> **Exercise description**:
The reply is to be the lines from the one with "If you could pin the tree branch" through the last line of the records below, each retyped exactly, with pictures left out.

[Records from a dataset]
------------------------------------------------------------
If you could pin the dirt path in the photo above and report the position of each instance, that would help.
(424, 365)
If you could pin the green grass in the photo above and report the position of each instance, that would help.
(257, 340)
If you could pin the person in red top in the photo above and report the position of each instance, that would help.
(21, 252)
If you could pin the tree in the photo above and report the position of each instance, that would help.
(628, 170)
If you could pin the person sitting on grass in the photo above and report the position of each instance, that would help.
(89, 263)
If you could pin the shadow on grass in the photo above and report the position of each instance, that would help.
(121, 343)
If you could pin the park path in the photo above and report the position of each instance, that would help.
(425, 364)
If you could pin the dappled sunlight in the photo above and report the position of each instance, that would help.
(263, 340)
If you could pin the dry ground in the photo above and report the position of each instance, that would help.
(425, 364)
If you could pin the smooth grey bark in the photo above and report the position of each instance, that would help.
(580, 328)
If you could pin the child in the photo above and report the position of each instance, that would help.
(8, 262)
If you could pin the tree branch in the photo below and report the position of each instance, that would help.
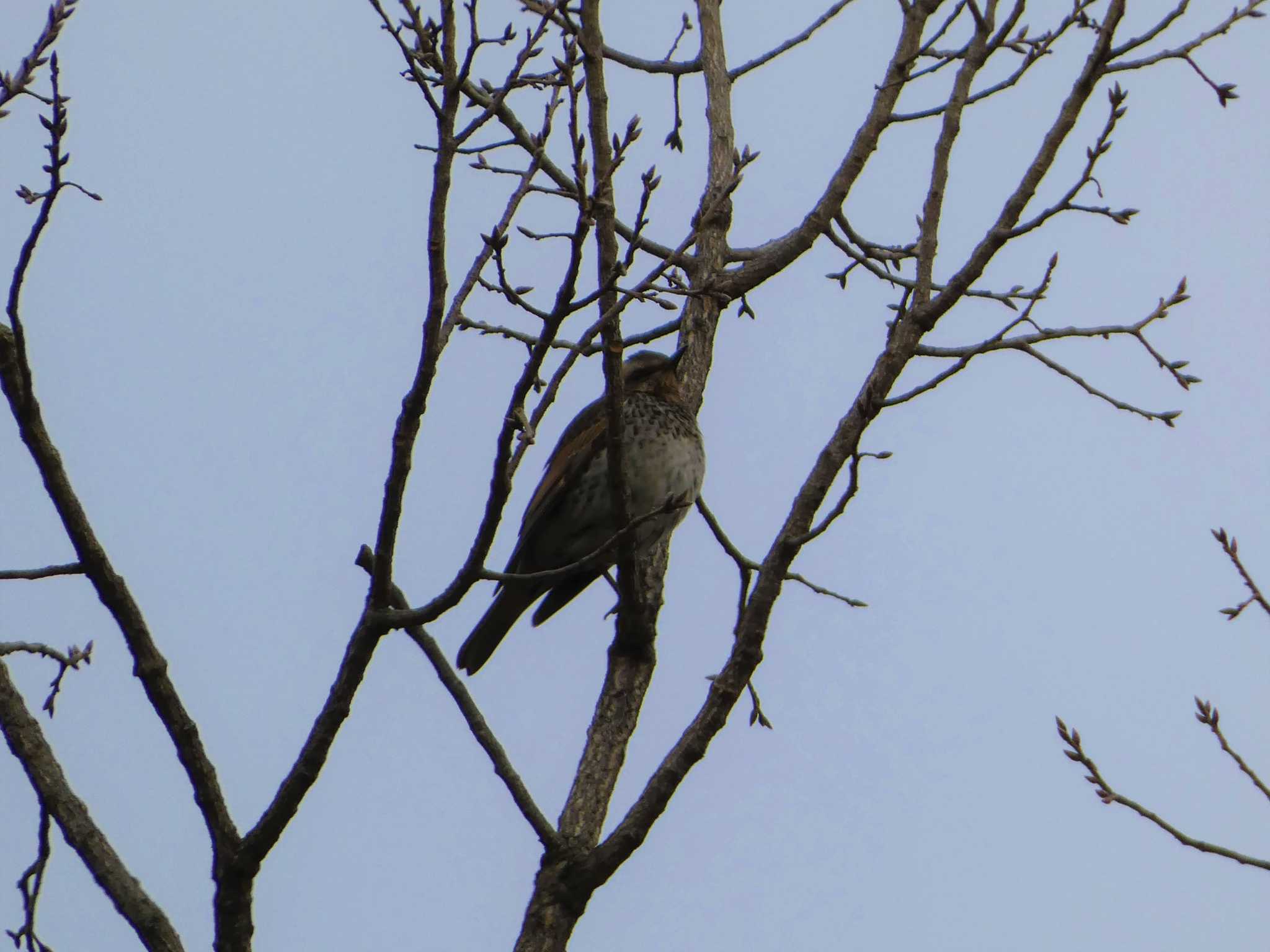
(27, 743)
------------------------------------------------------------
> **Exercise answer**:
If you could pin the tree branch in the photo below and report the position of each instance, that would help.
(27, 743)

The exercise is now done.